Investment strategies devised in line with your objectives and to maximise market opportunities.
Third Quarter 2018
All strategies delivered positive returns in the third quarter of the year as we continue to see solid, albeit slowing, global growth led by a strong US economy.
Companies in the FTSE 100 have benefitted this year from the weak sterling created by Brexit uncertainty as it boosts the value of their overseas earnings. We opportunistically increased our investment in the index in February when prices were low following a sell-off, benefitting from the subsequent rebound.
Our UK holdings have also been supported by positive stock selection from our active fund managers. This shows the benefits of active asset allocation as our experts pick and choose the best-performing companies.
Elsewhere in equity, we decided earlier in the year to move money to the US from our holdings in the emerging markets and Europe, recognising the current strength of the American economy. In local currency terms, US equities outperformed their European and emerging market counterparts by about 7% and 9% respectively over the quarter (source: Bloomberg).

SHORT PROBLEM A:
Swap "sterling" for "pound" in the investment commentary and give the part between "Companies in the" and "the subsequent rebound.", inclusive.
The investment commentary has no connection to the records.

Records in a dataset
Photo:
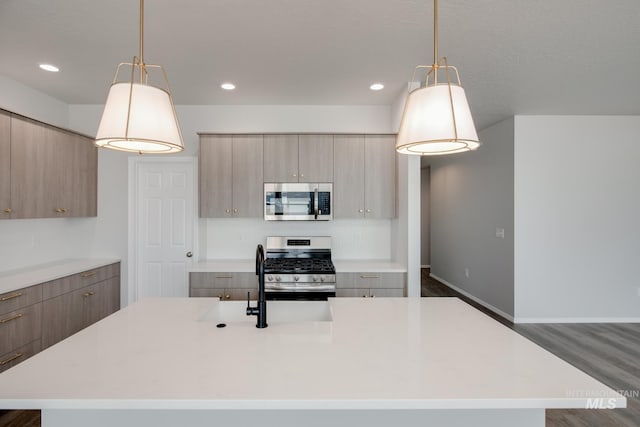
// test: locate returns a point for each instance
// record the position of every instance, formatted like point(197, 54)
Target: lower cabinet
point(80, 308)
point(226, 286)
point(370, 285)
point(35, 318)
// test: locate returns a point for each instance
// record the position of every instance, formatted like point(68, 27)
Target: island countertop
point(395, 353)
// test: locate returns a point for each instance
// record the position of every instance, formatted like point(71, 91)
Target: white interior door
point(164, 226)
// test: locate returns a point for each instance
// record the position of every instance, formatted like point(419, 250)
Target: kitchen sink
point(277, 312)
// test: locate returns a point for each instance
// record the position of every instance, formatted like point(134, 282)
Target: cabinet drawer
point(386, 293)
point(20, 327)
point(222, 280)
point(370, 280)
point(207, 292)
point(76, 281)
point(18, 355)
point(352, 292)
point(12, 301)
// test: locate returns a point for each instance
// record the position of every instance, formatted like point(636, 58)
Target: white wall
point(25, 242)
point(577, 211)
point(425, 217)
point(472, 195)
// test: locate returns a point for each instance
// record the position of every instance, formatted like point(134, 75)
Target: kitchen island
point(395, 361)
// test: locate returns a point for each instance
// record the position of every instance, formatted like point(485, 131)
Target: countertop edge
point(34, 275)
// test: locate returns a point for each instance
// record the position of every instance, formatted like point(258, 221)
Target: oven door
point(297, 202)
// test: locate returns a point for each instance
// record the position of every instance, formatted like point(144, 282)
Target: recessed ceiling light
point(49, 67)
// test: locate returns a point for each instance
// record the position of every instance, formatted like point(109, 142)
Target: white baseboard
point(577, 320)
point(476, 299)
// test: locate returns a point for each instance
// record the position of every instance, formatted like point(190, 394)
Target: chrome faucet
point(261, 309)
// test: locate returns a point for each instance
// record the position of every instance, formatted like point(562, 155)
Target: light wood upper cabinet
point(32, 158)
point(53, 172)
point(380, 176)
point(348, 182)
point(215, 176)
point(315, 158)
point(281, 158)
point(5, 165)
point(298, 158)
point(248, 176)
point(364, 176)
point(231, 182)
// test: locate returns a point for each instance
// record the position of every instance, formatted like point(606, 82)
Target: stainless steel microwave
point(298, 202)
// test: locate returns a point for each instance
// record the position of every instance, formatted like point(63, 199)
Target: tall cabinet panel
point(281, 158)
point(380, 176)
point(5, 165)
point(315, 153)
point(83, 177)
point(348, 179)
point(216, 176)
point(31, 159)
point(247, 176)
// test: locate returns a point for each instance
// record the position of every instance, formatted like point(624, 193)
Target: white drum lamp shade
point(139, 118)
point(437, 120)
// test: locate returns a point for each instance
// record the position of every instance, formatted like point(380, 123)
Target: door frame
point(135, 162)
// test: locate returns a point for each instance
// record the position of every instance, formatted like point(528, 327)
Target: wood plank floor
point(607, 352)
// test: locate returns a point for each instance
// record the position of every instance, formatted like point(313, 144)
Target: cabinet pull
point(11, 359)
point(9, 319)
point(12, 296)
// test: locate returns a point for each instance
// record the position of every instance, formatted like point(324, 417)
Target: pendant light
point(436, 118)
point(138, 116)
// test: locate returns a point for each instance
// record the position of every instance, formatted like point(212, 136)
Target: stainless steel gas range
point(299, 268)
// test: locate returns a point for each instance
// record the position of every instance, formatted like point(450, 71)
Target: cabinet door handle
point(11, 359)
point(9, 319)
point(12, 296)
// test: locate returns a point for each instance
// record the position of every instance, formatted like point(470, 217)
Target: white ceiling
point(514, 56)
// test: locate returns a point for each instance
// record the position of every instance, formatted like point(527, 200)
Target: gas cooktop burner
point(297, 265)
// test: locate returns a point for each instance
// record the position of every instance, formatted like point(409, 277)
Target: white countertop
point(342, 266)
point(376, 353)
point(28, 276)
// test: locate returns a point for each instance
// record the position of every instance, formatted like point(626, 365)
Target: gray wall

SHORT PROBLEM B:
Please output the records between the start of the records and the line holding "point(35, 318)", inclusive, as a two-column CSV with columns "query" and "location". Use one row per record, put its text and its answer each in a single quoted field with line breaks turned into spaces, and leave out the pictures.

SOLUTION A:
Companies in the FTSE 100 have benefitted this year from the weak pound created by Brexit uncertainty as it boosts the value of their overseas earnings. We opportunistically increased our investment in the index in February when prices were low following a sell-off, benefitting from the subsequent rebound.

SOLUTION B:
query,location
"Photo: // test: locate returns a point for each instance // record the position of every instance, formatted like point(197, 54) Target: lower cabinet","point(80, 308) point(226, 286) point(370, 285) point(35, 318)"